(TEXT EXCERPT)
____________________
If you've ever had problems with startup items not being able to resolve hostnames in DNS at bootup time in 10.4, the problem might be solved via either a software configuration change or a network switch change. Both methods have pros and cons. Be sure to read carefully before deploying.
The Problem:
For those system admins dealing with this same bug, the Apple Bug # that I filed is 4440840 - in case you wanted to refer to it and help dogpile the issue with Apple. Be sure to file a bug with Apple and refer to this number in your bug report. Please note that the bug report title includes "spanning tree protocol" (STP) but this bug occurs on network switches even when STP is NOT enabled. The desired behavior is that 10.4 should just wait for DNS to be fully functional before starting other processes.
On one of our XServes (G4/1.33 Ghz) running 10.4.4 we were seeing issues with startup items - both Apple's default startup items (NetworkTime) and the third party startup item (KeyServer) - failing to resolve hostnames. The system.log file in /var/log was showing errors like this from the /System/Library/NetworkTime/NetworkTime script (which starts up the ntpdate process):
MyServer.edu:~ root# grep ntp /var/log/system.log
Feb 9 13:18:43 MyServer.edu ntpdate[105]: getnetnum: "clockhost.myuniversity.edu" invalid host number, line ignored
Feb 9 13:18:43 MyServer.edu ntpdate[105]: no servers can be used, exiting
Feb 9 13:18:46 MyServer.edu ntpd_initres[216]: couldn't resolve `clockhost.myuniversity.edu', giving up on it
We originally set the Date & Time system preferences pane to sync with 'clockhost.myuniversity.edu', rebooted the server, and noticed these errors when we noticed that the date and time didn't update at reboot.
In the Date & Time system preferences pane we changed the hostname to the IP address of the server as listed in DNS, and everything worked just fine. What the ... DNS lookups aren't working?! DNS lookups WOULD eventually work when we remotely connected to the server via ssh (and directly at the server) because enough time had passed that DNS resolutions were fully working.
Shouldn't the startup items not run until the network is fully up? We thought so, but it wasn't the case (and still might be this way for all versions of Mac OS X 10.4?).
____________________
(WHAT THIS TASK INVOLVES) Can you pick up the write-up above on DNS failures during Mac OS X 10.4 startup and continue it from its last sentence?
____________________
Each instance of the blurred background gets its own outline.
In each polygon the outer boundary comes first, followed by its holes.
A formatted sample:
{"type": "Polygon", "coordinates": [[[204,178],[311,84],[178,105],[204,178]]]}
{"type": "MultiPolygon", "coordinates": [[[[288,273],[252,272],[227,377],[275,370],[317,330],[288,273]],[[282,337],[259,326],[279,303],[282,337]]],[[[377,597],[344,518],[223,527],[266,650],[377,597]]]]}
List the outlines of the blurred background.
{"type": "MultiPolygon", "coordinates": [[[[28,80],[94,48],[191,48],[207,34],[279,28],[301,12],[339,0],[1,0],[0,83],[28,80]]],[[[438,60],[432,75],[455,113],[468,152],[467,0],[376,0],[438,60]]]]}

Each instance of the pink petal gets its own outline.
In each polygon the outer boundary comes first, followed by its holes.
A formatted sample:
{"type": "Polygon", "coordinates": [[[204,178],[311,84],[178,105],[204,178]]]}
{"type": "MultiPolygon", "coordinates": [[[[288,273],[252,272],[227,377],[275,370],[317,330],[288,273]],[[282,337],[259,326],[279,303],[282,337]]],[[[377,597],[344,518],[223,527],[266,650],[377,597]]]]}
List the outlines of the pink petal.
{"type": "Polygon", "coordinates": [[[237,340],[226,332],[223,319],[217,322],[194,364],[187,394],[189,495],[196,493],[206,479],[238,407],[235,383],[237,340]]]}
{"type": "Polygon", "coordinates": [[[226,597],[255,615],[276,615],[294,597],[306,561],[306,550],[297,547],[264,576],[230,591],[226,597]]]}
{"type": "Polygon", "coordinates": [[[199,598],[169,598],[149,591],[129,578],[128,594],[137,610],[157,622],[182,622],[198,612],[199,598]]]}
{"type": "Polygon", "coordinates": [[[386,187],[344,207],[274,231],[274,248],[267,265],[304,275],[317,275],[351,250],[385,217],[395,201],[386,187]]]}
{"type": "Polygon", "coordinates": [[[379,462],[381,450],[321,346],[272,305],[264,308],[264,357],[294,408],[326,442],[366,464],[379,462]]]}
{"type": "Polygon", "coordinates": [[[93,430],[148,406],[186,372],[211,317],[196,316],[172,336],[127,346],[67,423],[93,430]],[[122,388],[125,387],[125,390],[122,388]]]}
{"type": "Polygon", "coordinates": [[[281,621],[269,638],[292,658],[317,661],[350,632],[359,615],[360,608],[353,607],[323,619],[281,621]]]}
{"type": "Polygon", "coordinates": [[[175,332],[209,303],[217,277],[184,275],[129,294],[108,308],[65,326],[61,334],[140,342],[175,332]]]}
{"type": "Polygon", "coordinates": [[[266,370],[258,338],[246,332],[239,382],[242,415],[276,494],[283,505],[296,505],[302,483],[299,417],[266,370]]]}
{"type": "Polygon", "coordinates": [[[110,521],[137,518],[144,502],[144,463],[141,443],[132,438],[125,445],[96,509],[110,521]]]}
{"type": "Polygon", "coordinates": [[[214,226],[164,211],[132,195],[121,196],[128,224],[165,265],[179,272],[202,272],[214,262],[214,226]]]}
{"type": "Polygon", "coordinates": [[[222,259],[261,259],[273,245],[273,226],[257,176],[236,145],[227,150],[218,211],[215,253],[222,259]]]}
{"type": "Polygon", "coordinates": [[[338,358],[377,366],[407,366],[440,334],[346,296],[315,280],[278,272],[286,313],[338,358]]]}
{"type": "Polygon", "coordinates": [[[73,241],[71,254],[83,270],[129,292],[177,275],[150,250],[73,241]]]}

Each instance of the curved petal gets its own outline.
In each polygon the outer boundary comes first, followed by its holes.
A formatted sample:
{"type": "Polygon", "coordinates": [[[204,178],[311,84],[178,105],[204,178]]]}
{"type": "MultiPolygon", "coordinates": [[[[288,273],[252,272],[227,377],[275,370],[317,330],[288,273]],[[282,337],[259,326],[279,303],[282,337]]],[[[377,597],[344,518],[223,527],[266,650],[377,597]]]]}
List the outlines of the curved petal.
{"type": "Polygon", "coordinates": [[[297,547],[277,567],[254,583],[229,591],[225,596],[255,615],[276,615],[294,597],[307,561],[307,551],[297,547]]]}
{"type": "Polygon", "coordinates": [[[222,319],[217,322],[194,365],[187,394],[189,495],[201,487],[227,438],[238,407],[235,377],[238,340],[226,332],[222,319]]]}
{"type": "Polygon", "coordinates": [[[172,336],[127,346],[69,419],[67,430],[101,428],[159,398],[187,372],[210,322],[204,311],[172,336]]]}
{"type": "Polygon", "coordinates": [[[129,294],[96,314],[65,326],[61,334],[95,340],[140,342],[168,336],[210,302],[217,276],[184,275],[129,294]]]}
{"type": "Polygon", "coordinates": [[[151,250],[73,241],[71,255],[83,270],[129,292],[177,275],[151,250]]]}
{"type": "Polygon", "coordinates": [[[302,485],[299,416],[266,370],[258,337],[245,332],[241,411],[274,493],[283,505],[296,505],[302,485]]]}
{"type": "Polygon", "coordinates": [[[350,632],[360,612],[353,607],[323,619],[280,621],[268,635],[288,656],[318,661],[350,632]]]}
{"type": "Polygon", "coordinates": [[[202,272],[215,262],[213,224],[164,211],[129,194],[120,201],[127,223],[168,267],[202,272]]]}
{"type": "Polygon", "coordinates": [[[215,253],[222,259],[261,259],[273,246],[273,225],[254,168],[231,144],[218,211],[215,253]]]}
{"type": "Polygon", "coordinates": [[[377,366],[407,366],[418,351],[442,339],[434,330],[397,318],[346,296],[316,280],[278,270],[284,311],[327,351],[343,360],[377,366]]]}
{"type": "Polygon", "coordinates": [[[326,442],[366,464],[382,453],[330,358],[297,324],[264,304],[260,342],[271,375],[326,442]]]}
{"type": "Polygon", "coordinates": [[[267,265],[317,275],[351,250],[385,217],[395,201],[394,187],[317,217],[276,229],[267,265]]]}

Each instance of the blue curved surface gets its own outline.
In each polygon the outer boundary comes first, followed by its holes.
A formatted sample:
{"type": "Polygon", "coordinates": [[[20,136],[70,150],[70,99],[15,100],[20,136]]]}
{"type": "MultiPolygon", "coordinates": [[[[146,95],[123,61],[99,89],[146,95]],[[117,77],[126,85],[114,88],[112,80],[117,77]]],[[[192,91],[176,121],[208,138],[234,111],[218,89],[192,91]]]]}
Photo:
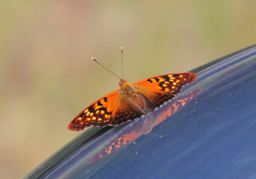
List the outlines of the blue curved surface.
{"type": "Polygon", "coordinates": [[[25,178],[256,178],[256,46],[192,72],[177,101],[91,128],[25,178]]]}

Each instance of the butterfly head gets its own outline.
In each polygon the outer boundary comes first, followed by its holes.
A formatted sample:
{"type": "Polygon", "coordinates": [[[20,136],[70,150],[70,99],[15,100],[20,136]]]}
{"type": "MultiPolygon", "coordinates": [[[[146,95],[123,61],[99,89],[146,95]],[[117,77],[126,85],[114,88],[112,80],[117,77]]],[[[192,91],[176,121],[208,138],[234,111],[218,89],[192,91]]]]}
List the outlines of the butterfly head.
{"type": "Polygon", "coordinates": [[[119,86],[121,87],[124,83],[128,83],[127,80],[120,80],[119,86]]]}

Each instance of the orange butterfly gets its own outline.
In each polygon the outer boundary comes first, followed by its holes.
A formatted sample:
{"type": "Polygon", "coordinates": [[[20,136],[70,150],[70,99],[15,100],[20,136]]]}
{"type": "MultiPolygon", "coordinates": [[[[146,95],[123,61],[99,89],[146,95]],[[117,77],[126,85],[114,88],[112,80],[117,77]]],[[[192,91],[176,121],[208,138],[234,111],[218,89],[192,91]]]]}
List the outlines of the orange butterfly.
{"type": "Polygon", "coordinates": [[[137,120],[131,125],[126,127],[100,152],[97,153],[89,162],[93,163],[97,160],[110,154],[113,151],[129,143],[142,134],[147,135],[151,132],[153,128],[165,120],[167,117],[183,107],[198,95],[203,88],[197,88],[191,93],[180,96],[170,101],[169,105],[161,107],[153,116],[148,114],[142,120],[137,120]]]}
{"type": "Polygon", "coordinates": [[[146,115],[143,109],[153,111],[175,98],[184,86],[193,83],[196,78],[196,75],[191,72],[166,74],[133,84],[119,78],[121,88],[82,110],[71,122],[68,129],[79,131],[91,125],[117,125],[135,120],[146,115]]]}

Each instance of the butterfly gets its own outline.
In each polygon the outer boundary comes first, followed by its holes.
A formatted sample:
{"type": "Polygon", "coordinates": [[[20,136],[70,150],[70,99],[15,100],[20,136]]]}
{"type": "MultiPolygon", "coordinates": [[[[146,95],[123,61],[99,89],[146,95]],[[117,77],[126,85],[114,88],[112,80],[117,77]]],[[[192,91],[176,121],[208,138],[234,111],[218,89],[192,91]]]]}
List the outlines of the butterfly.
{"type": "Polygon", "coordinates": [[[170,104],[164,107],[161,107],[156,115],[147,115],[143,120],[137,120],[131,125],[125,128],[120,133],[117,135],[107,146],[100,152],[96,154],[89,162],[93,163],[98,159],[110,154],[113,151],[121,148],[135,140],[141,135],[147,135],[152,130],[153,128],[165,120],[167,117],[180,109],[196,95],[198,95],[202,88],[196,88],[191,93],[180,96],[177,99],[172,100],[170,104]]]}
{"type": "MultiPolygon", "coordinates": [[[[121,51],[123,54],[122,48],[121,51]]],[[[92,59],[101,65],[93,57],[92,59]]],[[[79,131],[91,125],[105,127],[135,120],[145,116],[145,111],[151,112],[175,98],[184,86],[193,83],[196,78],[196,74],[191,72],[166,74],[132,84],[119,78],[120,89],[89,105],[70,122],[68,128],[79,131]]]]}
{"type": "Polygon", "coordinates": [[[117,125],[135,120],[172,99],[181,88],[193,83],[191,72],[166,74],[148,78],[132,84],[120,80],[120,89],[93,102],[69,124],[68,129],[81,130],[91,125],[117,125]]]}

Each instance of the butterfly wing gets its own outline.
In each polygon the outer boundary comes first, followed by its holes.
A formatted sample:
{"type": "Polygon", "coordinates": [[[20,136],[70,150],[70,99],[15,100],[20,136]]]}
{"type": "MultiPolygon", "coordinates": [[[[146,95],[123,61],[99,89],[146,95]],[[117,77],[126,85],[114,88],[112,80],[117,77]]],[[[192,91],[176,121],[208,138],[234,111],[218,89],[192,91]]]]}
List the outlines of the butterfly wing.
{"type": "Polygon", "coordinates": [[[191,72],[166,74],[148,78],[132,85],[137,89],[144,108],[153,111],[175,98],[184,86],[193,83],[196,78],[196,74],[191,72]]]}
{"type": "Polygon", "coordinates": [[[140,118],[146,113],[130,98],[123,96],[120,100],[114,120],[110,125],[117,125],[129,120],[140,118]]]}
{"type": "Polygon", "coordinates": [[[122,91],[116,90],[99,99],[82,110],[68,128],[79,131],[91,125],[108,125],[115,118],[122,96],[122,91]]]}

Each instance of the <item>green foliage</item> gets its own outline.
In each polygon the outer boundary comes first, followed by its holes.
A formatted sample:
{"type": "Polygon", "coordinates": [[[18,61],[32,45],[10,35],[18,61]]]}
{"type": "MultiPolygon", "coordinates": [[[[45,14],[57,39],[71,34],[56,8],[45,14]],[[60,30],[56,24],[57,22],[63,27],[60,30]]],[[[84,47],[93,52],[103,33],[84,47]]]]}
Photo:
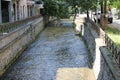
____________________
(EXERCISE RESULT)
The "/System/Library/StartupItems/NetworkTime" startup script called the "CheckForNetwork" subroutine in the /etc/rc.common script, checking that the "NETWORKUP" system variable was 'YES', and if so, continued on and called 'ntpdate' which then still failed to resolve the hostname of the NTP server configured.
The Cause:
Mac OS X 10.4 doesn't wait long enough for the network interface to be completely up and running when the network is configured for a static IP address. At first we thought it was an issue directly related to the fact that we had spanning tree protocol enabled on the switch, but we still saw the same issue when spanning tree was disabled entirely. The longer the initial ethernet negotiation takes, the more likely there will be problems related to DNS lookups failing.
The Solutions:
There are multiple solutions to this problem : Hardware or software configuration changes. Each method has their own pros and cons. Let's go through each method.
- Hardware : Network switch configuration change
- On the (majority of high end) network switches there's a mode for a port that can be enabled to accelerate the time it takes for the ethernet negotiation to complete.
Depending on the brand of the network switch, there are different terms for this mode. It's tied to Spanning Tree Protocol, and ... "causes the switch port to skip the standard STP start-up sequence
and put the port directly into the 'Forwarding' state." (quote from HP's docs linked to on this page).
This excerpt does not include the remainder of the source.